Would you transcribe the line that holds "Query: dark green foliage" and all the lines below it, through the final one, exactly and with nothing else?

----- Recorded information

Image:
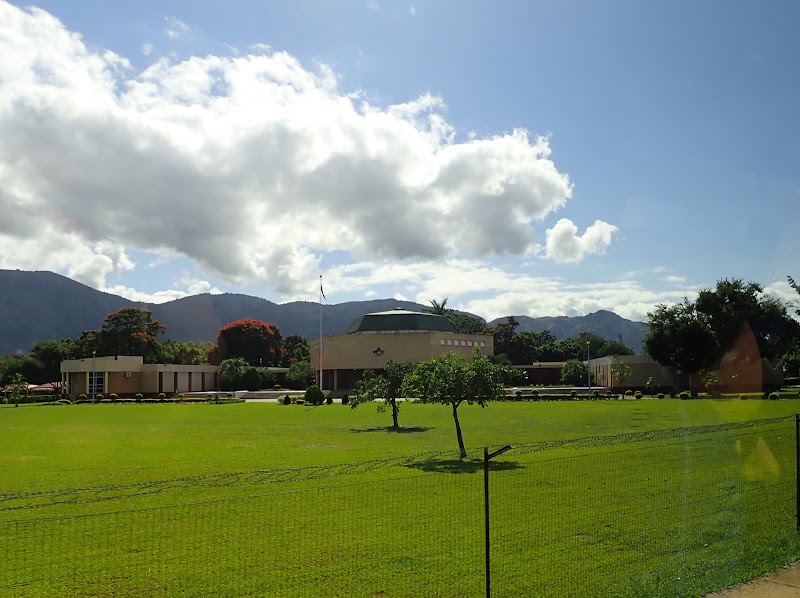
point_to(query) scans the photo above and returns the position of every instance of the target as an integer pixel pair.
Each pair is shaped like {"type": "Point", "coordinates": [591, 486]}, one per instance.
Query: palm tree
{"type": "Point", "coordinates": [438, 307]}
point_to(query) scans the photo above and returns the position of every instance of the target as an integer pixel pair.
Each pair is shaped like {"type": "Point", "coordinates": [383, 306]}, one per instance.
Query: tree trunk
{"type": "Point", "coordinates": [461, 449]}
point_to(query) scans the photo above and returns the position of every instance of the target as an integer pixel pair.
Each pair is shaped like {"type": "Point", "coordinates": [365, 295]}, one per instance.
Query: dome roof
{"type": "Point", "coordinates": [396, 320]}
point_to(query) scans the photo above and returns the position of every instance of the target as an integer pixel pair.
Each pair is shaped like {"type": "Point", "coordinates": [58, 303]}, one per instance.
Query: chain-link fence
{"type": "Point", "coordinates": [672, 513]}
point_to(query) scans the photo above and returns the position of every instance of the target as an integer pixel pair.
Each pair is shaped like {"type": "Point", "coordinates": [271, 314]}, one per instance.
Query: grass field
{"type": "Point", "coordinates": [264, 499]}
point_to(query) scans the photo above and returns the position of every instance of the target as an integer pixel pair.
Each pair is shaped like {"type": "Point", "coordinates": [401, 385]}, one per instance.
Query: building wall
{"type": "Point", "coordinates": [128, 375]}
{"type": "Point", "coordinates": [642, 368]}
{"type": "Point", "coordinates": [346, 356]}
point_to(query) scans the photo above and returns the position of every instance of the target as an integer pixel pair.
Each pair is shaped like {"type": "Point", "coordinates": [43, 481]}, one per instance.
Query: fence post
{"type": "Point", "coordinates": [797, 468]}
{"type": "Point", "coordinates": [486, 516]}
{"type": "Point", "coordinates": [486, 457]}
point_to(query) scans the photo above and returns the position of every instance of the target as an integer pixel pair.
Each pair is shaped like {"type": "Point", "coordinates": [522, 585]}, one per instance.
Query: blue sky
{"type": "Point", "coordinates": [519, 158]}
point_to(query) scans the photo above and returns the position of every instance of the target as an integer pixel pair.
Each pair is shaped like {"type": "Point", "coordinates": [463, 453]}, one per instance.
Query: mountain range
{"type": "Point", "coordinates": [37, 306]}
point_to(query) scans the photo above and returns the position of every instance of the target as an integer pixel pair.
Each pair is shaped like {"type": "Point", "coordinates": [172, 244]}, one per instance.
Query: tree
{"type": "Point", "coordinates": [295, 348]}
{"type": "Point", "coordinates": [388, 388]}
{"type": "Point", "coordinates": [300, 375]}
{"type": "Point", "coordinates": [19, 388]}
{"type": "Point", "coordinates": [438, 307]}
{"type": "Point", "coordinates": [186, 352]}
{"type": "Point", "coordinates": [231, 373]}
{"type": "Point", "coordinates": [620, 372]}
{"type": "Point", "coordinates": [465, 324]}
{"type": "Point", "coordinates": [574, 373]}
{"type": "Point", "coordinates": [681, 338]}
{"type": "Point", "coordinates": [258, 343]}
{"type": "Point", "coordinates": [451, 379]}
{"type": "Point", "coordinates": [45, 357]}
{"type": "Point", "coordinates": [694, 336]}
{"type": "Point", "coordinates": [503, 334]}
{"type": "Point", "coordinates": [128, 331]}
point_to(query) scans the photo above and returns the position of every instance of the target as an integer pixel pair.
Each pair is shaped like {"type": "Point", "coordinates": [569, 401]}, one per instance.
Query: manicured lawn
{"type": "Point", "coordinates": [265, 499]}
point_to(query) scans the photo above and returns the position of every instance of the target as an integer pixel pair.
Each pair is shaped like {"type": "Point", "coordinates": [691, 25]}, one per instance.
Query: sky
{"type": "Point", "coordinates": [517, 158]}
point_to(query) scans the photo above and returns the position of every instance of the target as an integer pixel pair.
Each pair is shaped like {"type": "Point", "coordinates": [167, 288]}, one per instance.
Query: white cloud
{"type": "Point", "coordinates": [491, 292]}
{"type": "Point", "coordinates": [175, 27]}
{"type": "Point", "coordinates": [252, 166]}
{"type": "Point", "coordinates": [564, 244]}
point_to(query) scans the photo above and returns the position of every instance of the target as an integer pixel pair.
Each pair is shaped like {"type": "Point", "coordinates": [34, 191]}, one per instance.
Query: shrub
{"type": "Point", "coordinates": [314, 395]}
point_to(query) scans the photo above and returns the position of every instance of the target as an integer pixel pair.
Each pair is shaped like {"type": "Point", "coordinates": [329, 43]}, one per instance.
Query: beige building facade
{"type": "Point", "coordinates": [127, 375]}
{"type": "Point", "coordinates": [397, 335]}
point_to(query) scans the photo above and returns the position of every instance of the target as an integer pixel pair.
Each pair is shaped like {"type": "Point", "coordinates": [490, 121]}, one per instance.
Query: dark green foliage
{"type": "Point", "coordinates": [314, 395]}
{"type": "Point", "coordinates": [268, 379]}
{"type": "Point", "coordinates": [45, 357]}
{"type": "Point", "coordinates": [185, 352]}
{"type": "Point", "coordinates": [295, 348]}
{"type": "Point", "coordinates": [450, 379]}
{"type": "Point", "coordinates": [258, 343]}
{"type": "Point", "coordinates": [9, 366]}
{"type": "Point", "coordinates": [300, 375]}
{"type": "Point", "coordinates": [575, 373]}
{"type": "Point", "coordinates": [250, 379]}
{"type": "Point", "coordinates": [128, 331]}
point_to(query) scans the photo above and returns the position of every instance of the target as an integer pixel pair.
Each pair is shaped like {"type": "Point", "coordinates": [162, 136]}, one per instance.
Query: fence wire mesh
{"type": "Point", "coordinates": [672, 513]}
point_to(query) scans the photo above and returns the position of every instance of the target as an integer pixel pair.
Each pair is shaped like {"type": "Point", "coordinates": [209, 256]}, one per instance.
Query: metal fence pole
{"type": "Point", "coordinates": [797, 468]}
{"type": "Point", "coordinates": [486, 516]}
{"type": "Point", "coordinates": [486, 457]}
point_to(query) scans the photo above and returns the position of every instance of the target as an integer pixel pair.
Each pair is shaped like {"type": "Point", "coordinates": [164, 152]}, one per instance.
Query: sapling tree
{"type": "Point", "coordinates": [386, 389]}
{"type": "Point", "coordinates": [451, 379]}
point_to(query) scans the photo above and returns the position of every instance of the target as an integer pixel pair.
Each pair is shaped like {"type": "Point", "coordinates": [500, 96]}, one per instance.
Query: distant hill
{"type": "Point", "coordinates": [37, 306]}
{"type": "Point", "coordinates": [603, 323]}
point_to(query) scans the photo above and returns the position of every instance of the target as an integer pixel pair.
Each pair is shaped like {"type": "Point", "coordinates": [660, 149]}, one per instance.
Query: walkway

----------

Completed exercise:
Query: dark green foliage
{"type": "Point", "coordinates": [314, 395]}
{"type": "Point", "coordinates": [268, 379]}
{"type": "Point", "coordinates": [45, 357]}
{"type": "Point", "coordinates": [185, 352]}
{"type": "Point", "coordinates": [295, 348]}
{"type": "Point", "coordinates": [450, 379]}
{"type": "Point", "coordinates": [258, 343]}
{"type": "Point", "coordinates": [9, 366]}
{"type": "Point", "coordinates": [300, 375]}
{"type": "Point", "coordinates": [575, 373]}
{"type": "Point", "coordinates": [250, 379]}
{"type": "Point", "coordinates": [128, 331]}
point_to(query) scans the photo above and returns the position of every instance of the target as an integer pixel pair.
Each pair is shaped like {"type": "Point", "coordinates": [162, 136]}, one per instance.
Query: fence wire mesh
{"type": "Point", "coordinates": [672, 513]}
point_to(query) scans the photo above and returns the position of every instance of the target as an integer pixel pair.
Each pair is shaped like {"type": "Point", "coordinates": [209, 256]}, one per instance.
Query: metal fence pole
{"type": "Point", "coordinates": [797, 468]}
{"type": "Point", "coordinates": [486, 516]}
{"type": "Point", "coordinates": [486, 457]}
point_to(query) scans the photo above and returns the position of every instance of the target as an integer pixel pair.
Each pair is shaped like {"type": "Point", "coordinates": [164, 152]}, one per instance.
Query: sapling tree
{"type": "Point", "coordinates": [386, 389]}
{"type": "Point", "coordinates": [451, 379]}
point_to(query) scans the photo above and returns the position of every instance of the target as an integer pixel pair.
Each pair is shaped like {"type": "Point", "coordinates": [500, 96]}, one per instance.
Query: distant hill
{"type": "Point", "coordinates": [37, 306]}
{"type": "Point", "coordinates": [603, 323]}
point_to(query) scans the photo above and returns the position of every instance of the target as an integer pixel pair.
Each pair is shaped like {"type": "Point", "coordinates": [660, 149]}, one per instance.
Query: walkway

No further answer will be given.